**Objective:** Reproduce the following lines verbatim, keeping every character, bracket, and line break unchanged.
- - -
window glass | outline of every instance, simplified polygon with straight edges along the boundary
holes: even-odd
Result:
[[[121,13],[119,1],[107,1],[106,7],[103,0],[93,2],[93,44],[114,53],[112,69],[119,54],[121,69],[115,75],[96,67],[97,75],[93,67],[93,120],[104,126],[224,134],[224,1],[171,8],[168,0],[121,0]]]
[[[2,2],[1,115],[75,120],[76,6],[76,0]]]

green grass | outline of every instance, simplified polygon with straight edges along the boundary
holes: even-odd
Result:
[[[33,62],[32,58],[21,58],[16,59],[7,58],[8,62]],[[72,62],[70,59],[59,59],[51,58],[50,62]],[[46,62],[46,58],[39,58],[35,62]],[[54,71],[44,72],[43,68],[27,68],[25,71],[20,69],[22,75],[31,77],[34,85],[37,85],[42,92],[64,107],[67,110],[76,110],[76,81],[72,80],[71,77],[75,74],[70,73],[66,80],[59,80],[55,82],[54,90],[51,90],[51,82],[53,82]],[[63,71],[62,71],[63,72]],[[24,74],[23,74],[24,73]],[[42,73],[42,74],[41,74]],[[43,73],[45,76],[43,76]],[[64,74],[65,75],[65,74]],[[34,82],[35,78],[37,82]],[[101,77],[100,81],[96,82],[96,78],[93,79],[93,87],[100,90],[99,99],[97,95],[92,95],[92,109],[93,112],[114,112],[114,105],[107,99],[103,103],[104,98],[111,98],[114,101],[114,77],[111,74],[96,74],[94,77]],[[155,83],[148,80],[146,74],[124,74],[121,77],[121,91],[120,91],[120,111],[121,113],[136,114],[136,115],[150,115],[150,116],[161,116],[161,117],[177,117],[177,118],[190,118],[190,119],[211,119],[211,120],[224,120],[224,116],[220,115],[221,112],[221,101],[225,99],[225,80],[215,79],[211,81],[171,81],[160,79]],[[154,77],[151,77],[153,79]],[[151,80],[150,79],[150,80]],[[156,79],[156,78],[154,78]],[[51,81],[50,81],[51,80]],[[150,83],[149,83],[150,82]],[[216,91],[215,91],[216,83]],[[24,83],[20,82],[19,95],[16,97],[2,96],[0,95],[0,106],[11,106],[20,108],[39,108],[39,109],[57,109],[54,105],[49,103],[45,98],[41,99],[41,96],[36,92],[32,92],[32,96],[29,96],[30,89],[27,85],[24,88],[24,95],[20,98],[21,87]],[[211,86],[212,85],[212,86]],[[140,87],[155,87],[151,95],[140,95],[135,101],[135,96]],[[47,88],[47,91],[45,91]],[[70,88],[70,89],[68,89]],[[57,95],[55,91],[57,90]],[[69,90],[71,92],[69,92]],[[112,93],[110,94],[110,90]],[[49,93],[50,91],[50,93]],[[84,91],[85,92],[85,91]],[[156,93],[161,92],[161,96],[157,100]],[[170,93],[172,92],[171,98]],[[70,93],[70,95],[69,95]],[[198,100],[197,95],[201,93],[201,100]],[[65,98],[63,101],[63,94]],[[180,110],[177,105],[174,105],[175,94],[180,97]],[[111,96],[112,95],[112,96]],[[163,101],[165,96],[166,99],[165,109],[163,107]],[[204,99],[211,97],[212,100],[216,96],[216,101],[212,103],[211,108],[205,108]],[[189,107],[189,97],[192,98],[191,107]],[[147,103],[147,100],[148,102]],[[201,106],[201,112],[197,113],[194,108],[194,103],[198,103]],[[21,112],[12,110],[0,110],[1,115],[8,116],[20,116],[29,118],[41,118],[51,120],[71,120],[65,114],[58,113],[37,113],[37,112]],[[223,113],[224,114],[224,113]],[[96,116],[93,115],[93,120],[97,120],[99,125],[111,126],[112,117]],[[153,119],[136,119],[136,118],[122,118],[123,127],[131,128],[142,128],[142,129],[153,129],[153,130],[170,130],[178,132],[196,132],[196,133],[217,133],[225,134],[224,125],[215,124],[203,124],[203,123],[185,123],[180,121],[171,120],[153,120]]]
- - -
**Response:**
window glass | outline of every instance, simplified polygon with straight edges along the boundary
holes: even-odd
Result:
[[[121,13],[119,1],[107,1],[106,7],[103,0],[93,2],[93,44],[114,53],[112,69],[119,54],[121,69],[115,75],[96,67],[97,75],[93,67],[93,120],[104,126],[224,134],[224,1],[171,8],[168,0],[121,0]]]
[[[2,2],[1,115],[75,120],[76,6],[76,0]]]

green grass | outline of every instance, simplified polygon with straight edges along the boundary
holes: even-odd
Result:
[[[33,62],[32,58],[21,58],[16,59],[7,58],[8,62]],[[72,62],[70,59],[59,59],[51,58],[50,62]],[[46,62],[46,58],[39,58],[35,62]],[[54,71],[44,72],[43,68],[27,68],[25,71],[20,69],[22,75],[31,77],[34,85],[37,85],[42,92],[64,107],[67,110],[76,110],[76,81],[72,80],[71,77],[75,74],[70,73],[66,80],[59,80],[55,82],[54,90],[51,90],[51,82],[53,82]],[[63,71],[62,71],[63,72]],[[24,74],[23,74],[24,73]],[[42,73],[42,74],[41,74]],[[43,73],[45,76],[43,76]],[[64,74],[65,75],[65,74]],[[34,82],[35,78],[37,82]],[[101,77],[100,81],[96,82],[96,78],[93,79],[93,87],[100,90],[99,99],[97,95],[92,95],[92,109],[93,112],[114,112],[114,105],[107,99],[103,103],[104,98],[111,98],[114,101],[114,77],[111,74],[96,74],[94,77]],[[155,83],[148,80],[146,74],[124,74],[121,77],[121,91],[120,91],[120,111],[121,113],[136,114],[136,115],[150,115],[150,116],[161,116],[161,117],[177,117],[177,118],[190,118],[190,119],[211,119],[211,120],[224,120],[224,116],[220,115],[221,112],[221,101],[225,99],[225,80],[215,79],[211,81],[171,81],[160,79]],[[154,77],[151,77],[153,79]],[[151,80],[150,79],[150,80]],[[156,79],[156,78],[154,78]],[[51,81],[50,81],[51,80]],[[150,83],[149,83],[150,82]],[[216,91],[215,91],[216,83]],[[24,83],[20,82],[19,95],[16,97],[2,96],[0,95],[0,106],[11,106],[20,108],[39,108],[39,109],[57,109],[54,105],[49,103],[45,98],[41,99],[41,96],[36,92],[32,92],[32,96],[29,96],[30,89],[27,85],[24,88],[24,95],[20,98],[21,87]],[[211,86],[212,85],[212,86]],[[140,87],[155,87],[151,95],[140,95],[135,101],[135,96]],[[47,88],[47,91],[45,91]],[[70,88],[70,89],[68,89]],[[57,95],[55,91],[57,90]],[[69,90],[71,92],[69,92]],[[112,93],[110,94],[110,90]],[[49,93],[50,91],[50,93]],[[84,91],[85,92],[85,91]],[[156,93],[161,92],[161,96],[157,100]],[[170,93],[172,92],[171,98]],[[70,93],[70,95],[69,95]],[[198,100],[197,95],[201,93],[201,100]],[[65,98],[63,101],[63,94]],[[180,110],[177,105],[174,105],[175,94],[180,97]],[[111,96],[112,95],[112,96]],[[163,101],[165,96],[166,99],[165,109],[163,107]],[[204,99],[211,97],[212,100],[216,96],[216,101],[212,103],[211,108],[205,108]],[[189,107],[189,97],[192,98],[191,107]],[[147,103],[147,100],[148,102]],[[201,106],[201,112],[197,113],[194,108],[194,103],[198,103]],[[21,112],[12,110],[0,110],[1,115],[8,116],[20,116],[29,118],[41,118],[51,120],[71,120],[65,114],[58,113],[37,113],[37,112]],[[223,113],[224,114],[224,113]],[[96,116],[93,115],[93,120],[97,120],[99,125],[111,126],[112,117]],[[153,119],[136,119],[136,118],[122,118],[123,127],[131,128],[142,128],[142,129],[153,129],[153,130],[170,130],[178,132],[196,132],[196,133],[217,133],[225,134],[224,125],[215,124],[203,124],[203,123],[185,123],[180,121],[171,120],[153,120]]]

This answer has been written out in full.